-------- Records for this task --------

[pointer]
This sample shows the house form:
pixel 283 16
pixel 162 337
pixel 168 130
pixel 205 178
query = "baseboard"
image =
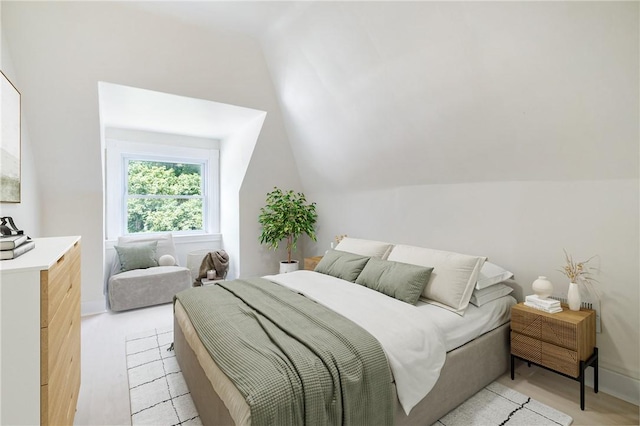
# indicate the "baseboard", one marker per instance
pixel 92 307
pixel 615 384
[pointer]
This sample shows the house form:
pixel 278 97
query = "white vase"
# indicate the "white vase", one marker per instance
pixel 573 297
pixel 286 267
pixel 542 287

--------
-------- Records for this task --------

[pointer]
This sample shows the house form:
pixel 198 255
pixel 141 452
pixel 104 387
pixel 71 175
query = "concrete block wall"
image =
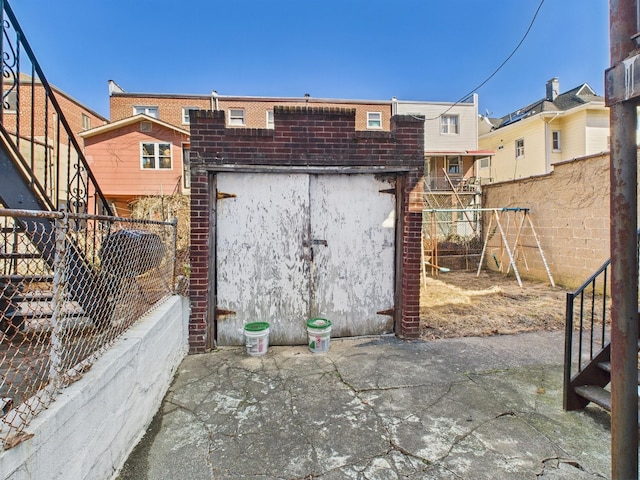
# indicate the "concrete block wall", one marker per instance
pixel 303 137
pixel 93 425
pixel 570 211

--------

Your goal:
Scan the material line by line and report each one that contains "query".

Exercise solution:
query = "baseboard"
query = "white vase"
query = "concrete block wall"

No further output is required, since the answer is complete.